━━ Information shown

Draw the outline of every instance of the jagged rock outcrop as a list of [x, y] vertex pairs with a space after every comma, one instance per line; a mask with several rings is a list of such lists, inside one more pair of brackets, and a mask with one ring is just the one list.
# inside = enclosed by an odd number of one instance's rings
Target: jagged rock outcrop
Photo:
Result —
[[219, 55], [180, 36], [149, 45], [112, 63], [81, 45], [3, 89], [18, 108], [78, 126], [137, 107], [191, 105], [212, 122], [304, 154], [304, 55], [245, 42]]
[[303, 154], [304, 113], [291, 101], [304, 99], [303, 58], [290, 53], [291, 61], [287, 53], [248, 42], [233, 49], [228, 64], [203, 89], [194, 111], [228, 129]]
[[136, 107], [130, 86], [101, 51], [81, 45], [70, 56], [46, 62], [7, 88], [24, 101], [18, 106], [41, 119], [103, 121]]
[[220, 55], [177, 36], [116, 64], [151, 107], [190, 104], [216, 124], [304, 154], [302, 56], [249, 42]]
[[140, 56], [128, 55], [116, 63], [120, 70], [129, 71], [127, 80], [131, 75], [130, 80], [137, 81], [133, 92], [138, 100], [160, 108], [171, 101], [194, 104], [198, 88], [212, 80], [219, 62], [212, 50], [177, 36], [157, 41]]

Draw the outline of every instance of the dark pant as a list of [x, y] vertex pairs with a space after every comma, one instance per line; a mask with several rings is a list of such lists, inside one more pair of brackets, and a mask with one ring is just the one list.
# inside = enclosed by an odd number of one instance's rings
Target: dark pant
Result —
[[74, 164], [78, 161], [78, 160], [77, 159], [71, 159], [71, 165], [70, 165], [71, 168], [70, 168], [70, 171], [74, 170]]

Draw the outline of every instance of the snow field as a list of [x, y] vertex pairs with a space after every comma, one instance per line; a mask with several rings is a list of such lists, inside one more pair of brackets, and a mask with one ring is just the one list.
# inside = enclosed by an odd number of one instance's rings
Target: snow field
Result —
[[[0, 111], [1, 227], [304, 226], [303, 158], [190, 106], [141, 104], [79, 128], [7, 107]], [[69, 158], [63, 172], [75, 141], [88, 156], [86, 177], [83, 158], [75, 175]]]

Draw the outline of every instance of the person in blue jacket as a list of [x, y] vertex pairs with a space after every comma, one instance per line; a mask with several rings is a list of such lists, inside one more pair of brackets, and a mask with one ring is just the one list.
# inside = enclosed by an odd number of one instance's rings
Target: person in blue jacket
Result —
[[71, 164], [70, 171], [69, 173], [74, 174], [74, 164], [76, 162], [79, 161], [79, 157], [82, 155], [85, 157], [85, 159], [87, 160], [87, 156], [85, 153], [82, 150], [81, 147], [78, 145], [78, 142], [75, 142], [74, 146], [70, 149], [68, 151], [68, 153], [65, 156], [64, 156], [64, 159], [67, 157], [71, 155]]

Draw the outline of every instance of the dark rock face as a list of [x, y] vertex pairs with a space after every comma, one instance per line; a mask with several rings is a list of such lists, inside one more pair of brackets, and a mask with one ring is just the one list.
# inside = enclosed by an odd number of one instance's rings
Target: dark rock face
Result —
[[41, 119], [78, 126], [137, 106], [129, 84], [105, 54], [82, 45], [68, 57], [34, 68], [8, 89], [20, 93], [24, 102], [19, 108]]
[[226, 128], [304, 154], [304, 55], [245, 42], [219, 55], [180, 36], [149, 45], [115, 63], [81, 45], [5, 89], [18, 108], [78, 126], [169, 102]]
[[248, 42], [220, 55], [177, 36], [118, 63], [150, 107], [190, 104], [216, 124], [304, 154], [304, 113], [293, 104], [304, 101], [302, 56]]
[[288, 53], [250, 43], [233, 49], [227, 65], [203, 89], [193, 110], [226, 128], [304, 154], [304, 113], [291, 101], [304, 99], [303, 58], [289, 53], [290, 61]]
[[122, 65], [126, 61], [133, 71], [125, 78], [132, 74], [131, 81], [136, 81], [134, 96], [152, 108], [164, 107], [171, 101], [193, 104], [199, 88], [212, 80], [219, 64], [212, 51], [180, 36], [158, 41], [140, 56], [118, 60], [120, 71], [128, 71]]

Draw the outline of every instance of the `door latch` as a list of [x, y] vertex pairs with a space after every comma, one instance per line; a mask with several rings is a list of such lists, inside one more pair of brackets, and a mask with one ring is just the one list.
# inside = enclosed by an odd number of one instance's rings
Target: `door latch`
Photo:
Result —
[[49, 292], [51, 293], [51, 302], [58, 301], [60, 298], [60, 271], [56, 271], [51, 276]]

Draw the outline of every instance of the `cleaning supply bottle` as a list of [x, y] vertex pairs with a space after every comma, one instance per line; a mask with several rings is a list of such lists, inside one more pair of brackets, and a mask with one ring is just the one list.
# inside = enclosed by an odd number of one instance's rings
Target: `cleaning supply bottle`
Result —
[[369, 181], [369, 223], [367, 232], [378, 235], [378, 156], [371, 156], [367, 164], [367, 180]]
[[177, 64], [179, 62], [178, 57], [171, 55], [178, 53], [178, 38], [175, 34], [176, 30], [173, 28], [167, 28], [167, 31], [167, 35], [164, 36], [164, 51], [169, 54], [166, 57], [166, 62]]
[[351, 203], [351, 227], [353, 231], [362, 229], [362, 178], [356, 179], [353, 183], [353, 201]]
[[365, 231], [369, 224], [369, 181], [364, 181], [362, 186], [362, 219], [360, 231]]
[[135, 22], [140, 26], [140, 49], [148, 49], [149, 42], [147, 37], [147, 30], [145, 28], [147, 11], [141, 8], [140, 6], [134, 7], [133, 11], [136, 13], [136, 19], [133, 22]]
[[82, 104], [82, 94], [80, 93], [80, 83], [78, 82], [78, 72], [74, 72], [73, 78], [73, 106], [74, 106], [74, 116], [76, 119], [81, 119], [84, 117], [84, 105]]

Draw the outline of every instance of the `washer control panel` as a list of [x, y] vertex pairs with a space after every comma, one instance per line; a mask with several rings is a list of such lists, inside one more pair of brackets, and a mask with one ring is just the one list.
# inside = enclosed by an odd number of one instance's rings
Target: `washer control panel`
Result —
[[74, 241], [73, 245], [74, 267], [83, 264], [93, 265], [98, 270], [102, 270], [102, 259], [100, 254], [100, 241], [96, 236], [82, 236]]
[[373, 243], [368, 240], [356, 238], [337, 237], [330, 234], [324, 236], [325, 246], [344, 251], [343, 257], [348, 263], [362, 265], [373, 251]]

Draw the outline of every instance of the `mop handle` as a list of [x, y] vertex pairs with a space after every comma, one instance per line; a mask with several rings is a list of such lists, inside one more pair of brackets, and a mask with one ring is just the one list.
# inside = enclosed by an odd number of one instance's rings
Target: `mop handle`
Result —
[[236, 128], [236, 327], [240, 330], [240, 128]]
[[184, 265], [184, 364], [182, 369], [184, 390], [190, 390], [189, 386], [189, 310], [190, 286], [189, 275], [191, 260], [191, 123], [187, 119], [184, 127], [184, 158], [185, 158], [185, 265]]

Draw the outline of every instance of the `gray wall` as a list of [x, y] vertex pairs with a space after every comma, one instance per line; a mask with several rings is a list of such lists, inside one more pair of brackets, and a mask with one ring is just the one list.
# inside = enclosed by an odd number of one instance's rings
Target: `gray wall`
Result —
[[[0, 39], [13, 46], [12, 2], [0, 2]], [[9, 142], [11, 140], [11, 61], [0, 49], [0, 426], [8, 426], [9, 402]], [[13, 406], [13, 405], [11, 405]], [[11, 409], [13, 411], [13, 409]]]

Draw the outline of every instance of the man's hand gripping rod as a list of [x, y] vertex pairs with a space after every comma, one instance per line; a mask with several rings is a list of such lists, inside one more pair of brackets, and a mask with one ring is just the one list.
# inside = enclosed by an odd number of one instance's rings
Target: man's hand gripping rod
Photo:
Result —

━━━━

= What is asked =
Copy every line of the data above word for word.

= Exercise result =
Draw the outline of every instance of the jagged rock outcrop as a list of [x, y] vertex pairs with a space after every comma, one instance per line; a mask with several rings is a list of such lists, inside one more pair of brackets, and a mask with one ring is just the one list.
# inside = enclosed by an odd number of one instance's rings
Target: jagged rock outcrop
Photo:
Result —
[[219, 55], [180, 36], [149, 45], [112, 63], [81, 45], [3, 89], [18, 108], [78, 126], [137, 107], [191, 105], [212, 122], [304, 154], [304, 55], [245, 42]]
[[303, 154], [304, 113], [291, 101], [304, 99], [303, 58], [290, 53], [291, 61], [287, 53], [248, 42], [233, 49], [228, 64], [203, 89], [194, 111], [228, 129]]
[[136, 107], [130, 86], [101, 51], [81, 45], [70, 56], [46, 62], [7, 88], [24, 101], [18, 106], [41, 119], [103, 121]]
[[220, 55], [177, 36], [116, 64], [151, 107], [190, 104], [216, 124], [304, 154], [302, 56], [249, 42]]
[[140, 56], [128, 55], [116, 63], [120, 70], [129, 71], [127, 80], [131, 75], [130, 80], [137, 81], [133, 92], [138, 100], [160, 108], [171, 101], [194, 104], [198, 88], [212, 80], [219, 62], [212, 50], [177, 36], [157, 41]]

Draw the outline of every instance of the dark pant as a list of [x, y] vertex pairs with a space after every comma, one instance per line; a mask with several rings is a list of such lists, inside one more pair of brackets, and a mask with one ring is just the one list.
# inside = enclosed by an odd number of one instance's rings
Target: dark pant
Result —
[[74, 164], [78, 161], [78, 160], [77, 159], [71, 159], [71, 165], [70, 165], [71, 168], [70, 168], [70, 171], [74, 170]]

Draw the outline of every instance of the snow field as a list of [x, y] vertex pairs with a space after every comma, one instance per line; a mask with several rings is a list of such lists, inside one more pair of brackets, and a mask with one ring is just the one list.
# inside = enclosed by an odd number of one instance's rings
Target: snow field
Result —
[[[0, 111], [1, 227], [304, 226], [303, 158], [190, 106], [141, 104], [79, 128], [7, 107]], [[69, 158], [63, 172], [75, 141], [88, 156], [86, 177], [83, 158], [75, 175]]]

Draw the outline of every instance of the person in blue jacket as a list of [x, y] vertex pairs with a space after every comma, one instance per line; a mask with several rings is a list of such lists, inside one more pair of brackets, and a mask with one ring is just the one list.
# inside = enclosed by an odd number of one instance's rings
Target: person in blue jacket
Result —
[[71, 164], [70, 171], [69, 173], [74, 174], [74, 164], [76, 162], [79, 161], [79, 157], [82, 155], [85, 157], [85, 159], [87, 160], [87, 156], [85, 153], [82, 150], [81, 147], [78, 145], [78, 142], [75, 142], [74, 146], [70, 149], [68, 151], [68, 153], [65, 156], [64, 156], [64, 159], [67, 157], [71, 155]]

Draw the outline of every instance of the dark rock face as a list of [x, y] vertex pairs with a space after every comma, one instance per line; a mask with several rings is a list of such lists, inside one more pair of brackets, and a mask with one ring is just the one list.
# inside = enclosed by an odd number of one instance's rings
Target: dark rock face
Result —
[[41, 119], [78, 126], [137, 106], [129, 84], [105, 54], [82, 45], [68, 57], [34, 68], [8, 89], [20, 93], [24, 102], [19, 108]]
[[226, 128], [304, 154], [304, 55], [245, 42], [219, 55], [180, 36], [149, 45], [115, 63], [81, 45], [5, 89], [18, 108], [78, 126], [169, 102]]
[[248, 42], [220, 55], [177, 36], [118, 63], [150, 107], [190, 104], [216, 124], [304, 154], [304, 113], [293, 104], [304, 101], [302, 56]]
[[288, 53], [250, 43], [233, 49], [227, 65], [203, 89], [193, 110], [226, 128], [304, 154], [304, 113], [291, 101], [304, 99], [303, 58], [289, 53], [290, 61]]
[[122, 65], [126, 61], [133, 71], [125, 78], [132, 74], [131, 81], [136, 81], [134, 96], [152, 108], [164, 107], [171, 101], [193, 104], [199, 88], [212, 80], [219, 64], [212, 51], [180, 36], [158, 41], [140, 56], [118, 60], [120, 71], [128, 71]]

Draw the outline of every instance of the `door latch` as a list of [x, y] vertex pairs with a space after every comma, one instance per line; a mask with several rings is a list of such lists, inside one more pair of brackets, and a mask with one ring is just the one list.
# inside = enclosed by an odd number of one instance's rings
Target: `door latch`
Photo:
Result —
[[49, 292], [51, 293], [51, 302], [58, 301], [60, 298], [60, 271], [56, 271], [51, 276]]

Draw the outline of every instance of the `cleaning supply bottle` as a list of [x, y] vertex pairs with a space after every comma, one instance per line; a mask with several rings is a list of such lists, inside one more pair of brackets, and a mask with one ring is just the one list.
# inside = enclosed by an odd number of one instance's rings
Target: `cleaning supply bottle`
Result —
[[369, 181], [369, 223], [367, 232], [378, 235], [378, 156], [371, 156], [367, 164], [367, 180]]
[[177, 64], [179, 62], [178, 57], [171, 55], [178, 53], [178, 38], [175, 34], [176, 30], [173, 28], [167, 28], [167, 31], [167, 35], [164, 36], [164, 51], [169, 54], [166, 57], [166, 62]]
[[351, 203], [351, 227], [353, 231], [362, 229], [362, 178], [356, 179], [353, 183], [353, 201]]
[[365, 231], [369, 224], [369, 181], [364, 181], [362, 186], [362, 219], [360, 231]]
[[135, 22], [140, 26], [140, 49], [148, 49], [149, 42], [147, 37], [147, 30], [145, 28], [147, 11], [141, 8], [140, 6], [134, 7], [133, 11], [136, 13], [136, 19], [133, 22]]
[[82, 104], [82, 94], [80, 93], [80, 83], [78, 82], [78, 72], [74, 72], [73, 78], [73, 106], [74, 106], [74, 116], [76, 119], [81, 119], [84, 117], [84, 105]]

Draw the outline of every instance of the `washer control panel` as a list of [x, y] vertex pairs with a space after every comma, one instance per line; a mask with several rings is a list of such lists, inside one more pair of brackets, and a mask with one ring is just the one list.
# inside = enclosed by an odd number of one instance's rings
Target: `washer control panel`
Result —
[[74, 241], [73, 245], [74, 267], [83, 264], [93, 265], [98, 270], [102, 270], [102, 259], [100, 254], [100, 241], [96, 236], [82, 236]]
[[373, 243], [368, 240], [356, 238], [337, 237], [330, 234], [324, 236], [325, 246], [344, 251], [343, 257], [348, 263], [362, 265], [373, 251]]

Draw the outline of every instance of the `mop handle` as a list of [x, y] vertex pairs with a space after every comma, one instance per line; a mask with several rings is a list of such lists, inside one more pair of brackets, and a mask with one ring is just the one list.
# inside = enclosed by an odd number of one instance's rings
Target: `mop handle`
Result —
[[236, 128], [236, 327], [240, 330], [240, 128]]
[[184, 265], [184, 364], [182, 369], [184, 390], [190, 390], [189, 386], [189, 310], [190, 286], [189, 275], [191, 260], [191, 123], [187, 119], [184, 127], [184, 158], [185, 158], [185, 265]]

Draw the outline of every instance of the `gray wall` as a list of [x, y] vertex pairs with a space after every comma, one instance per line; a mask with several rings is a list of such lists, inside one more pair of brackets, and a mask with one ring is just the one list.
# inside = enclosed by an odd number of one instance's rings
Target: `gray wall`
Result —
[[[0, 39], [13, 46], [12, 2], [0, 2]], [[9, 142], [11, 140], [11, 61], [0, 49], [0, 426], [8, 426], [9, 402]], [[13, 406], [13, 405], [11, 405]], [[11, 409], [13, 411], [13, 409]]]

Draw the outline of every instance of the man's hand gripping rod as a list of [x, y] vertex pairs with a space after every comma, one instance per line; a mask with several rings is a list of such lists, inside one more pair of brackets, and a mask with one ring is just the one list.
# inside = enclosed by an odd number of one instance's rings
Target: man's hand gripping rod
Photo:
Result —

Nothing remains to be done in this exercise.